**Document passage:**
— BEGIN —
Facebook Wants to Use AI to be Your Personal Assistant
Nov 3, 7:01 AM EST
FACEBOOK WANTS TO TAP ROBOT BRAINS TO DO YOUR BIDDING
BY BRANDON BAILEY AP TECHNOLOGY WRITER
SAN FRANCISCO (AP) -- Facebook is studying the ancient
Chinese game of Go for insights as it works on building an artificial brain -
one that it hopes to turn into a virtual personal assistant that can also sort
through a mountain of photos, videos and comments posted by its next billion or
so users.
The social networking company is touting the work of its
artificial intelligence team at an industry conference this week. Among its
accomplishments: the development of software that can analyze a photo and
answer questions about what it shows, or study a picture of toy blocks and
predict whether they will fall over.
Sure, you could pay a human expert to examine a photo and
answer those questions, but mustering an army of such organic brains wouldn't
be cheap. "The beauty of AI systems is that we can get enough scale to
deploy this to everyone on the planet," Mike Schroepfer, Facebook's chief
technology officer, said in a briefing for reporters.
— END —
**Short task A:**
Copy out the entries verbatim, from the line containing "point: dormer window" through the line containing "column 128, row 184", including both of those lines.

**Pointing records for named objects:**
— BEGIN —
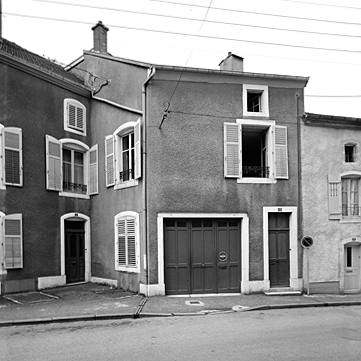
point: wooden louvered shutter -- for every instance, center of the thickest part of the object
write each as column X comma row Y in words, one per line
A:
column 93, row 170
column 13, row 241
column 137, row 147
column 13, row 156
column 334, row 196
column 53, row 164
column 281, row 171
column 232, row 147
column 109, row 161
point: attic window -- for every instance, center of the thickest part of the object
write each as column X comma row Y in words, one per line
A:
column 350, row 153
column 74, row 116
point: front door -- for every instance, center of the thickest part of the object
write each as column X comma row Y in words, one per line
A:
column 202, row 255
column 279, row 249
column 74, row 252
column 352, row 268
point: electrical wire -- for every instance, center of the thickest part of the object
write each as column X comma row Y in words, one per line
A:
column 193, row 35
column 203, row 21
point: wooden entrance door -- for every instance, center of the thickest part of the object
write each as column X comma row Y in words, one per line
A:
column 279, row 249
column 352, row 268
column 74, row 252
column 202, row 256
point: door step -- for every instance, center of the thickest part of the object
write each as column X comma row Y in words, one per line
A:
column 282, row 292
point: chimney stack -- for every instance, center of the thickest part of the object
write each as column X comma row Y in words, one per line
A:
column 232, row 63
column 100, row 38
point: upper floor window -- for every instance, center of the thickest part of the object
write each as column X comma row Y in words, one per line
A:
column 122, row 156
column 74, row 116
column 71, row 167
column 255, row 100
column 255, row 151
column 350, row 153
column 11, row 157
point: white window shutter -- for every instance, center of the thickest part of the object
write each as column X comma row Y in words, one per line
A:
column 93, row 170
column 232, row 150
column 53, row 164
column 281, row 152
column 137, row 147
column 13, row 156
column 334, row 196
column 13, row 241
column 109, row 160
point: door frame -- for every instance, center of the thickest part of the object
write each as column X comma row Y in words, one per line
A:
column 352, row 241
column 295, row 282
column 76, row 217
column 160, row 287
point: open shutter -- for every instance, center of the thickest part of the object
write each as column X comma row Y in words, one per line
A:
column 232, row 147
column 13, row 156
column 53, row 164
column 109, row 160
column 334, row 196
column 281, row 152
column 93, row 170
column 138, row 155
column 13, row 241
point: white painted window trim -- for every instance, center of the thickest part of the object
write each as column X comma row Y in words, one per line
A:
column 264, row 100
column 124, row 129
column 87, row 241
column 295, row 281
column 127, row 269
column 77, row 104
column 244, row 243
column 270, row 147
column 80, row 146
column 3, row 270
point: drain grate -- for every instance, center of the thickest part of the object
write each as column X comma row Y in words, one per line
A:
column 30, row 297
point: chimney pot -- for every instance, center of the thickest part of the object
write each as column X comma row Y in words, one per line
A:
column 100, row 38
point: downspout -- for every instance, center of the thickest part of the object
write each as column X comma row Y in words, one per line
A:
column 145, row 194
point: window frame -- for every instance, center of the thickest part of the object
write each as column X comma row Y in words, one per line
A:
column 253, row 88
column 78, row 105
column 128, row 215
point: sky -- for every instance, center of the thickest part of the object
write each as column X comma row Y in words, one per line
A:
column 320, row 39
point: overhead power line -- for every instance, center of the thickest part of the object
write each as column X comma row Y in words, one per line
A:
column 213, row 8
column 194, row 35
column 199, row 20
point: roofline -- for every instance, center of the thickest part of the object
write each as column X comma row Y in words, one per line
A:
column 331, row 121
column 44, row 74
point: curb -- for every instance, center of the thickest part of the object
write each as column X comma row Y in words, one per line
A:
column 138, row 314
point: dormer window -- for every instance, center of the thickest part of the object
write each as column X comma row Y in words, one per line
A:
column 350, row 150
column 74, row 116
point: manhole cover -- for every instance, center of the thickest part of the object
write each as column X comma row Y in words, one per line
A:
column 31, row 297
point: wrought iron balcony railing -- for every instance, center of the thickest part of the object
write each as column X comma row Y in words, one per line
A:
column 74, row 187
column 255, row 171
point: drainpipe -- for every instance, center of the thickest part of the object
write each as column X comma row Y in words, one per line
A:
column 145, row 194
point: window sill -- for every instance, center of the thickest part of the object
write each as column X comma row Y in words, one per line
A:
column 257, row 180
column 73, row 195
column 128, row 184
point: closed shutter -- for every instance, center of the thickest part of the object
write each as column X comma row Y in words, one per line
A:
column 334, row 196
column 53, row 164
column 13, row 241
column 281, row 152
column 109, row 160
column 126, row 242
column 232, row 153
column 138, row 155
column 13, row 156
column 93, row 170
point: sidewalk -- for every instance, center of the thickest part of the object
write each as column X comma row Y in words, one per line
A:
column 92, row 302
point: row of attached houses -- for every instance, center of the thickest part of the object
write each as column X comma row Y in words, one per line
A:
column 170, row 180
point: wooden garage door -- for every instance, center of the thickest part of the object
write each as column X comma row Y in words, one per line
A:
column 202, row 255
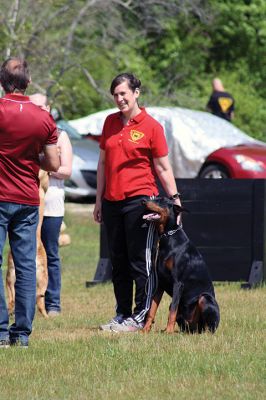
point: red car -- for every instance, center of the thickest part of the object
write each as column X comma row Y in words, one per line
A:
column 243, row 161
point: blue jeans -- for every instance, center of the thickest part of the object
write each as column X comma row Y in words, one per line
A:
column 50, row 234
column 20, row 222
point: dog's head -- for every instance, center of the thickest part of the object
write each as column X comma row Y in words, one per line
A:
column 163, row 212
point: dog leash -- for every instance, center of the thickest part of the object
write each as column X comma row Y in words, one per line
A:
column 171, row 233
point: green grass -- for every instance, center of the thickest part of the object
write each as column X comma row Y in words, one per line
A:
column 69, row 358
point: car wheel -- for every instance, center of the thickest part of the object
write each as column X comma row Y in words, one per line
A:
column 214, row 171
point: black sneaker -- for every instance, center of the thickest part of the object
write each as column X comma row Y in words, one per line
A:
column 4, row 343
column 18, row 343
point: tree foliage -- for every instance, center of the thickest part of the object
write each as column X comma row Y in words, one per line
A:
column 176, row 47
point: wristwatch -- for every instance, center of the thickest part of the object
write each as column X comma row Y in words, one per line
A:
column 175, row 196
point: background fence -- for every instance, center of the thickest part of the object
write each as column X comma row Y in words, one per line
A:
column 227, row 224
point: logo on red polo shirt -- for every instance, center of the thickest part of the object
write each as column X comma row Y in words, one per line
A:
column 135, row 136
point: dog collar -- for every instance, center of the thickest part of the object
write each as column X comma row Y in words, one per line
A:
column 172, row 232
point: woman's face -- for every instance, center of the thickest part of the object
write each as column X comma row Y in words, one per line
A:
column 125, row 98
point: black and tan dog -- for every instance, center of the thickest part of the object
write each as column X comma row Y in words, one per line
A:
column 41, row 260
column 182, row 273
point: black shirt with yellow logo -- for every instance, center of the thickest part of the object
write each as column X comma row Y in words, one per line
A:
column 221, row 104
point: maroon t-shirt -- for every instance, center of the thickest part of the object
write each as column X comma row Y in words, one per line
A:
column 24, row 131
— END —
**Short task B:**
In the Facebook AI article, what ancient game is Facebook studying for insights?

**Worked answer A:**
point: dormer window -- for every instance, center of the thickest part of the object
write each as column X comma row Y in words, one per line
A:
column 350, row 150
column 74, row 116
point: manhole cover -- for every instance, center of the thickest part of the object
write each as column X comma row Y in words, one per line
A:
column 31, row 297
point: wrought iron balcony railing -- for every instance, center of the thickest part of the object
write each as column X comma row Y in words, one per line
A:
column 74, row 187
column 255, row 171
point: drainpipe -- for every instance, center of the thickest part of the object
write each as column X comma row Y in words, one per line
A:
column 145, row 194
point: window sill -- for every instance, center of the thickest part of the object
write each as column X comma row Y in words, one per line
A:
column 257, row 180
column 73, row 195
column 128, row 184

**Worked answer B:**
The Chinese game of Go.